**Short task:**
The data must be written out once more, precisely as given.

Coordinate labeling data:
"""
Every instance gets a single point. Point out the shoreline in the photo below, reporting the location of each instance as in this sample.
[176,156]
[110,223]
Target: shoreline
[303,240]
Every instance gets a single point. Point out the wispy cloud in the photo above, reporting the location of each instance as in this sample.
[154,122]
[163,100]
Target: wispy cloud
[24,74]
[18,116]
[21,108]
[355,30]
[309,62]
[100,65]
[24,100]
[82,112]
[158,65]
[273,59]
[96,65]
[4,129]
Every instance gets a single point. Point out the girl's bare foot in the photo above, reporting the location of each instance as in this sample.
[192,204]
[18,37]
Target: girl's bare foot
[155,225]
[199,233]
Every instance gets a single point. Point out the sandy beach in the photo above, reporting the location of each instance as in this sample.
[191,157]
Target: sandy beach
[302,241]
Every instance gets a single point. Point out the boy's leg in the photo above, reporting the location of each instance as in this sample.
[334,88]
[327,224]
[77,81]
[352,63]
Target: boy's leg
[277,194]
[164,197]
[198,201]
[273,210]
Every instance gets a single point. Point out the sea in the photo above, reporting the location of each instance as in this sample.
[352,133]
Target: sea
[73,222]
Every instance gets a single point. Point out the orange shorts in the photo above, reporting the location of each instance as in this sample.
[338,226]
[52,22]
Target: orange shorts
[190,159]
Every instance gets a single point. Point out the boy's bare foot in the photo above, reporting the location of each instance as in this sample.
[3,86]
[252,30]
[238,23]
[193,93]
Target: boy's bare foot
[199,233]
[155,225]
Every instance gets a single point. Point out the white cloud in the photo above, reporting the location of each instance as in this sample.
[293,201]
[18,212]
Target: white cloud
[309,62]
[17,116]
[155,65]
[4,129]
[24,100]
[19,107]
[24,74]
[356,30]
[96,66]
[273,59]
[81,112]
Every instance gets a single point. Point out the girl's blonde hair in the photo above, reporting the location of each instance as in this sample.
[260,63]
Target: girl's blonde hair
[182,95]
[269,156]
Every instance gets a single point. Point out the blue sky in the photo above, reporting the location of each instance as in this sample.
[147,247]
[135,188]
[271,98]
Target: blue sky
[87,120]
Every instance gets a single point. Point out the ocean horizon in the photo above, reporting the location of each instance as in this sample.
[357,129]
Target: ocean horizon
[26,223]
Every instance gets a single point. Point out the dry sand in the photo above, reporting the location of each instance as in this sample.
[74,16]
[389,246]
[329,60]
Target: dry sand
"""
**The response:**
Every instance gets a single point. Point out the shoreline in the photo below, reporting the location of each instance as in this sample.
[176,156]
[110,223]
Target: shoreline
[303,240]
Every instance gets a single point. Point out the wispy cloud in the photo above, reporting the location of each instance as in this sample.
[154,122]
[163,100]
Target: wispy cloud
[24,74]
[18,116]
[21,108]
[355,30]
[309,62]
[100,65]
[24,100]
[82,112]
[158,65]
[273,59]
[96,65]
[4,129]
Every instance gets a single point. Point out the girl's bare foot in the photo above, reporting the location of each instance as in this sample.
[192,204]
[18,37]
Target: girl's bare foot
[155,225]
[199,233]
Every instance gets a single point. Point out the sandy beach in the photo above, reporting the location of each instance as in this sample.
[191,157]
Target: sandy beach
[302,241]
Every instance gets a single point. Point out the boy's leg in the photo above, reporting the location of each instance as in this sample.
[334,88]
[327,224]
[77,81]
[352,63]
Target: boy's leg
[277,194]
[164,197]
[198,201]
[273,210]
Every instance gets a single point. Point out the sea in the photo above, reporting the location of each instance as in this sample.
[352,133]
Target: sea
[73,222]
Every instance gets a single point. Point out the orange shorts in the photo above, reporting the location of each instance as in this sample.
[338,226]
[52,22]
Target: orange shorts
[190,159]
Every instance gets a single point. Point out the boy's bare foot in the photo above, reporting the location of each instance as in this sample.
[3,86]
[252,30]
[238,23]
[193,93]
Target: boy's bare foot
[199,233]
[155,225]
Every instance gets a single point. Point out the white cloud in the photo above, reporting the location of each instance as in this sample.
[293,201]
[18,212]
Target: white cloud
[309,62]
[17,116]
[155,65]
[4,129]
[24,100]
[19,107]
[24,74]
[356,30]
[96,66]
[273,59]
[81,112]
Every instance gets a single point. Point out the girl's blonde hair in the photo above, reporting the location of each instance as in this sample.
[260,63]
Target: girl's blonde hair
[182,95]
[269,156]
Every instance gets a single point. Point out the blue sky in the photo above, reporting the location of each instance as in this sample.
[147,247]
[135,188]
[271,98]
Target: blue sky
[87,120]
Every instance gets a single point. Point out the ocean horizon in the photo above, reporting the location of each instance as in this sample.
[357,129]
Target: ocean horizon
[26,223]
Every instance gets a single point. Point out the dry sand in the photo above, reporting the location of each instance as in this sample.
[74,16]
[389,246]
[329,60]
Target: dry sand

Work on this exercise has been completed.